## Set task
Rewrite the entries from the beginning of the entries through the line containing "[150,216,259,418]", substituting "enclosing rectangle" for each occurrence of "bounding box" and leaving all else unchanged.

## Dataset entries
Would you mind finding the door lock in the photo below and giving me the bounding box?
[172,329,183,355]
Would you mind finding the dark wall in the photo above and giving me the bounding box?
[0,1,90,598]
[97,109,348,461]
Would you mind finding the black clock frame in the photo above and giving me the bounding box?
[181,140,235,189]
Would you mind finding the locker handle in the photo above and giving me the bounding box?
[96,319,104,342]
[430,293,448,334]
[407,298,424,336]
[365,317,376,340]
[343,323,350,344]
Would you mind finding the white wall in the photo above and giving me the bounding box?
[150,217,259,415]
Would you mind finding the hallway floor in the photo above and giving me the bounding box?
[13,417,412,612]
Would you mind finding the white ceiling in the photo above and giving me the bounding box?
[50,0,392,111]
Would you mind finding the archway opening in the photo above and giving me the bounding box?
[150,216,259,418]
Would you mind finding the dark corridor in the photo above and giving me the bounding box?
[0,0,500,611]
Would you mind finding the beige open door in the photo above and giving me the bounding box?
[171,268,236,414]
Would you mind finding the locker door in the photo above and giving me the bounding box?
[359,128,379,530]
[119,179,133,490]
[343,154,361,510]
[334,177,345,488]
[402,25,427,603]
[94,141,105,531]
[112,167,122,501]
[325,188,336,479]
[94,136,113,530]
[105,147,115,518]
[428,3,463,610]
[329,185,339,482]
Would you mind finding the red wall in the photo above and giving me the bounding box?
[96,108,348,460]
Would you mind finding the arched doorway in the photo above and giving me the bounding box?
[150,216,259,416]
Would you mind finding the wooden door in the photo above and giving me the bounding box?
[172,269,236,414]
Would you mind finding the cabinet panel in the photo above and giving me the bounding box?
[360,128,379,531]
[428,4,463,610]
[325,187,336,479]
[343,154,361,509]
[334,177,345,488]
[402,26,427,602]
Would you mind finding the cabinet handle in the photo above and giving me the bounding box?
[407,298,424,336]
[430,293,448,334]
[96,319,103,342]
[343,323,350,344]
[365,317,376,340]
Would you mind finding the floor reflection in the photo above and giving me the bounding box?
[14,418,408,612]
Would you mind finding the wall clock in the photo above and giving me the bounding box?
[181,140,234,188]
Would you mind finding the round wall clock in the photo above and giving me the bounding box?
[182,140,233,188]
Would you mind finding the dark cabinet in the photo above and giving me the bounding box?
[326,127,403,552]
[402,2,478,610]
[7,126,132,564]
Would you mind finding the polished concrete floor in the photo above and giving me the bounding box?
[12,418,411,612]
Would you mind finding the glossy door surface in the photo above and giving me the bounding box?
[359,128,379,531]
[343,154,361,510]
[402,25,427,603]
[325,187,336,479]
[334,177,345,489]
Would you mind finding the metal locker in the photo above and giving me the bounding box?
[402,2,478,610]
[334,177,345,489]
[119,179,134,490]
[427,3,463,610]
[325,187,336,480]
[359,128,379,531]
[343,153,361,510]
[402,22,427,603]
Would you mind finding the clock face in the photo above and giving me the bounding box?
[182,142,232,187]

## Task solution
Would you mind finding the door lock in the photo below and giving me the enclosing rectangle?
[172,329,183,355]
Would you mind finding the dark wall in the photo above and giving me the enclosing rectangle?
[0,1,90,598]
[97,109,348,461]
Would you mind finding the black clock frame in the photo above and giving me the enclosing rectangle?
[181,140,235,189]
Would you mind finding the locker handle in the photo above and giving me the enclosing rectangle?
[96,319,104,342]
[430,293,448,334]
[407,298,424,336]
[365,317,376,340]
[343,323,350,344]
Would you mind finding the white wall in the photo above and giving me the enclosing rectangle?
[150,217,259,415]
Would you mind finding the hallway floor in the photo above and giving me the enclosing rectangle?
[13,417,412,612]
Would you mind finding the white ceiling in the photo above and giving me the enclosing rectangle?
[50,0,392,111]
Would you mind finding the archway opening in the photo above and giving me the enclosing rectangle?
[150,216,259,418]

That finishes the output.